>>>

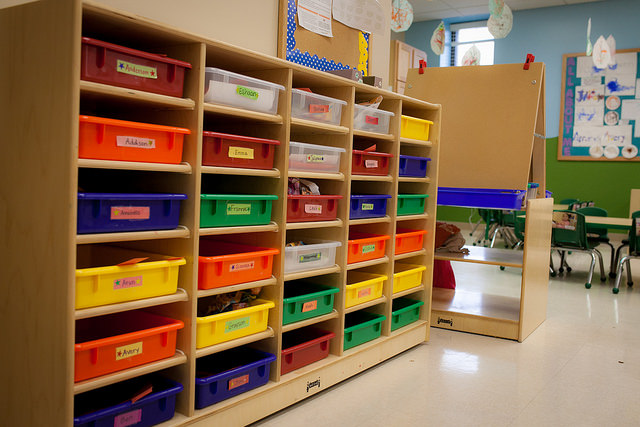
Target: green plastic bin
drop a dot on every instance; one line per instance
(404, 311)
(411, 204)
(361, 327)
(304, 300)
(227, 210)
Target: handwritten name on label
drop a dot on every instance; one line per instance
(241, 153)
(236, 324)
(239, 266)
(238, 209)
(128, 418)
(364, 292)
(135, 142)
(247, 93)
(309, 306)
(237, 382)
(130, 212)
(315, 158)
(130, 350)
(317, 209)
(127, 282)
(368, 248)
(316, 108)
(316, 256)
(136, 70)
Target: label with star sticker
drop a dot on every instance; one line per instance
(129, 350)
(136, 70)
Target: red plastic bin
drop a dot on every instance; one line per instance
(116, 65)
(312, 208)
(222, 264)
(409, 240)
(236, 151)
(110, 139)
(302, 347)
(120, 341)
(365, 246)
(370, 163)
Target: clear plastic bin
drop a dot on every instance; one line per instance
(371, 119)
(236, 90)
(314, 158)
(311, 256)
(319, 108)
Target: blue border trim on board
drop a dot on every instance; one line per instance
(312, 61)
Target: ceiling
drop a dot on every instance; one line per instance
(426, 10)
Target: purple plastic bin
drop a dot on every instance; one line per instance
(104, 407)
(485, 198)
(412, 166)
(232, 372)
(368, 206)
(117, 212)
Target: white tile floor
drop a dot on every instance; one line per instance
(580, 367)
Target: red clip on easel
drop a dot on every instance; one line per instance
(529, 60)
(423, 65)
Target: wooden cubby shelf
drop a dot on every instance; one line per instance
(183, 167)
(217, 231)
(181, 232)
(177, 359)
(44, 225)
(233, 288)
(297, 325)
(132, 95)
(271, 173)
(205, 351)
(225, 110)
(179, 295)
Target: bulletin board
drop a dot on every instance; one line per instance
(348, 48)
(600, 108)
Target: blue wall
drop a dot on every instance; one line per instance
(548, 33)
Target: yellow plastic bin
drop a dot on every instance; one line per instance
(414, 128)
(407, 276)
(363, 287)
(234, 324)
(110, 275)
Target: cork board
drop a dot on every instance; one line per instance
(348, 48)
(490, 118)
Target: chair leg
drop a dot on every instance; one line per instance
(591, 268)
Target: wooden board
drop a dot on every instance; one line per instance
(348, 48)
(490, 115)
(602, 113)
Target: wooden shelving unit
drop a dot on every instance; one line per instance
(39, 215)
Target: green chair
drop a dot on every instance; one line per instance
(569, 233)
(634, 252)
(598, 235)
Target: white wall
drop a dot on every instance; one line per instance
(252, 24)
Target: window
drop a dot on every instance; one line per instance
(467, 34)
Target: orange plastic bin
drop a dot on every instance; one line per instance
(223, 263)
(365, 246)
(409, 240)
(110, 139)
(120, 341)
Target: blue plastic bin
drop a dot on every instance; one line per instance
(481, 198)
(415, 167)
(106, 407)
(117, 212)
(232, 372)
(368, 206)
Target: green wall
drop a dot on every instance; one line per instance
(608, 184)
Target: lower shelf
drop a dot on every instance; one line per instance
(476, 312)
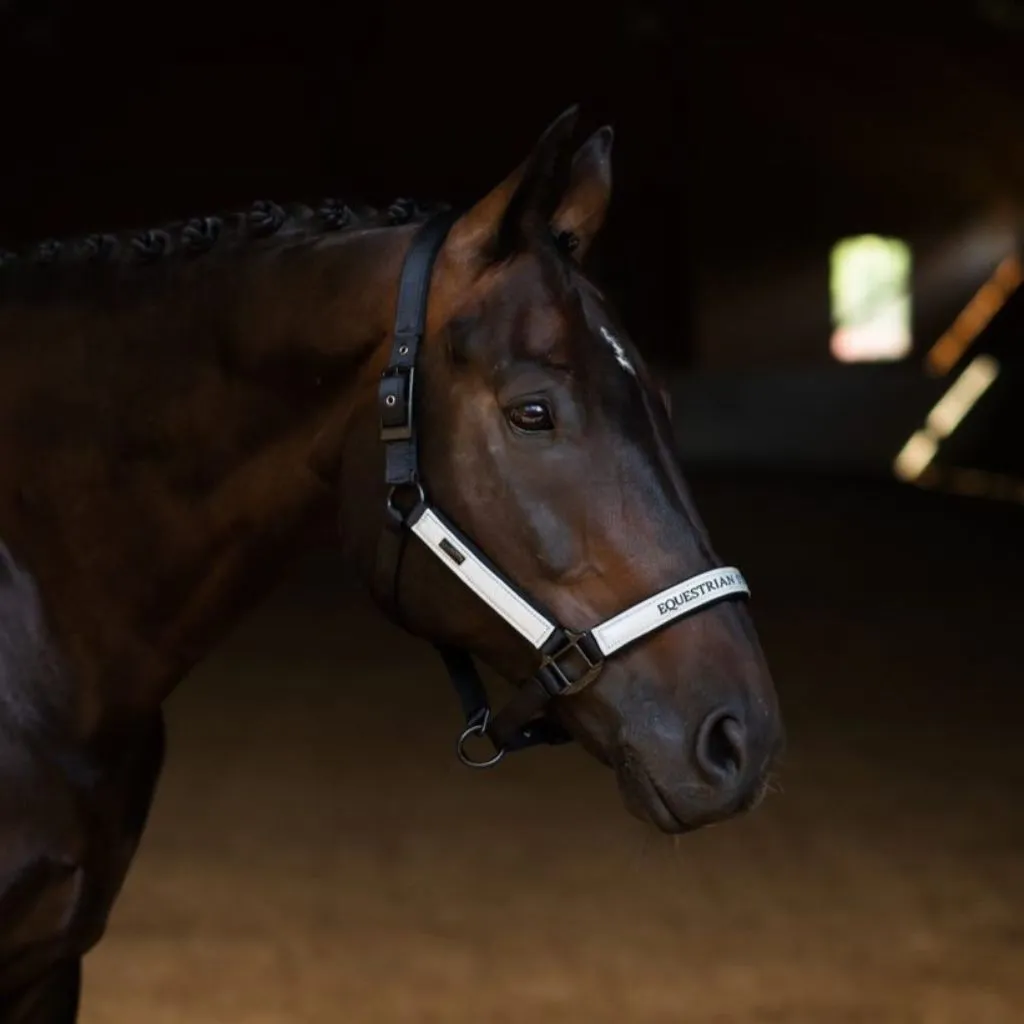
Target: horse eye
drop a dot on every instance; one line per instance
(531, 416)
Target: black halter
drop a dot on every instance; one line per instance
(569, 660)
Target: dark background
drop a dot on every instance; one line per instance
(315, 854)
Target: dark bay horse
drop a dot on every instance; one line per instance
(184, 410)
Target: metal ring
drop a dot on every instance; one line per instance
(396, 513)
(476, 729)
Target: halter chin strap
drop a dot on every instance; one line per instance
(568, 660)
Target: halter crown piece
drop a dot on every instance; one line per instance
(569, 660)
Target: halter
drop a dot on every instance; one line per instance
(569, 660)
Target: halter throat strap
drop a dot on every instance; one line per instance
(568, 660)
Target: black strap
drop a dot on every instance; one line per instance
(517, 725)
(396, 397)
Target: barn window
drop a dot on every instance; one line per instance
(869, 282)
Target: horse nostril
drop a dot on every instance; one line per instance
(721, 747)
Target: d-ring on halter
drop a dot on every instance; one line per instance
(569, 660)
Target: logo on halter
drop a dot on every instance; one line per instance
(725, 581)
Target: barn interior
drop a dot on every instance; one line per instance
(316, 853)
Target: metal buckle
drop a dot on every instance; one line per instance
(390, 398)
(565, 685)
(477, 727)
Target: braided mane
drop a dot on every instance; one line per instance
(193, 238)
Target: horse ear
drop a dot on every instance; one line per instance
(492, 228)
(585, 204)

<<<

Reproduce all of the entries word for word, skipping any pictures they hold.

Target: green plastic bin
drop a dot on every instance; one line per instance
(404, 311)
(411, 204)
(361, 327)
(304, 300)
(227, 210)
Target: handwritten name on label
drop a dot on every instance; one line per instance
(241, 153)
(236, 324)
(239, 266)
(238, 209)
(128, 418)
(364, 292)
(135, 142)
(247, 93)
(309, 306)
(237, 382)
(130, 212)
(315, 158)
(130, 350)
(317, 209)
(127, 282)
(368, 248)
(316, 108)
(316, 256)
(136, 70)
Target: label with star sticker
drop a dot on every instance; one line per instance
(129, 350)
(136, 70)
Target: red plastic bin
drop a dot on every instance; one line per instance
(116, 65)
(312, 208)
(222, 264)
(409, 240)
(236, 151)
(110, 139)
(302, 347)
(120, 341)
(365, 246)
(370, 163)
Target: clear plastic bin
drop a dot on every instance; one line per instance
(371, 119)
(236, 90)
(314, 158)
(311, 256)
(319, 108)
Target: blue border trim on board
drop a dot on every instance; one line per instance
(312, 61)
Target: ceiling
drop a dot on every instance; one line per instance
(426, 10)
Target: purple plastic bin
drop a dot on every instance; one line per instance
(104, 407)
(485, 198)
(412, 166)
(232, 372)
(368, 206)
(117, 212)
Target: white tile floor
drop a dot on every instance; one line per instance
(580, 367)
Target: red clip on easel
drop a dot on every instance; one line per instance
(529, 60)
(423, 65)
Target: wooden cubby shelf
drop a dot on every instance; one line per instance
(183, 167)
(217, 231)
(181, 232)
(177, 359)
(44, 225)
(233, 288)
(297, 325)
(132, 95)
(271, 173)
(205, 351)
(225, 110)
(179, 295)
Target: bulletin board
drop a dot on every instance; one line per instance
(348, 48)
(600, 108)
Target: blue wall
drop a dot on every instance; one line per instance
(548, 33)
Target: yellow plastic bin
drop a dot on every instance; one line per instance
(414, 128)
(407, 276)
(363, 287)
(234, 324)
(110, 275)
Target: cork board
drop a dot on every instance; one line per instance
(348, 48)
(490, 118)
Target: chair leg
drop a dot on every instance; one line per instance
(591, 268)
Target: wooden board
drop a dot on every instance; one line per instance
(348, 48)
(490, 115)
(602, 113)
Target: wooden shelving unit
drop a dot on every instance; one line per instance
(39, 215)
Target: green chair
drop a dot on every instance; one line per instance
(569, 233)
(634, 252)
(598, 235)
Target: white wall
drop a dot on every instance; one line per instance
(252, 24)
Target: window
drop a dot on every instance; one line per instance
(467, 34)
Target: orange plastic bin
drop a dot on every instance; one line per instance
(223, 263)
(365, 246)
(409, 240)
(110, 139)
(120, 341)
Target: blue plastic bin
drop a dot on every instance; one line per instance
(481, 198)
(415, 167)
(106, 407)
(117, 212)
(232, 372)
(368, 206)
Target: green wall
drop a dot on every instance; one line per instance
(608, 184)
Target: lower shelf
drop a dot on every instance; one line per instance
(476, 312)
Target: horse eye
drop a dot on every instance; one line per instance
(531, 416)
Target: black halter
drop a dot on every instance; one line per instance
(569, 660)
Target: dark background
drop a dot on every instance; one line per instance
(315, 854)
Target: dark bay horse
drop a dot on every instance; one line per instance
(184, 410)
Target: metal ring
drop a dot on every instance; one line per instance
(396, 513)
(476, 729)
Target: halter chin strap
drop a dot on every instance; one line per instance
(568, 660)
Target: halter crown piece
drop a dot on every instance; one line per instance
(569, 660)
Target: halter
drop a dot on every instance; one line per instance
(569, 660)
Target: halter throat strap
drop a dot on every instance; one line per instance
(568, 660)
Target: black strap
drop a dot on every instance; one line per instance
(517, 725)
(396, 397)
Target: barn window
drop a dot on every instance; one line per instance
(869, 282)
Target: horse nostril
drop a dot on every instance; one line per instance
(721, 747)
Target: d-ring on halter
drop a dot on every instance; one line per instance
(569, 660)
Target: logo on halter
drop a dot on every instance; one line per instance
(725, 581)
Target: barn interior
drop a dot on every instance; one line per instance
(316, 853)
Target: metal buckle
drop a dot on every instance; one line per instance
(390, 398)
(565, 685)
(477, 727)
Target: braided mane
drop a dot on every instance; one line per instance
(193, 238)
Target: horse ear
drop a dot on every instance; one line per instance
(492, 228)
(585, 204)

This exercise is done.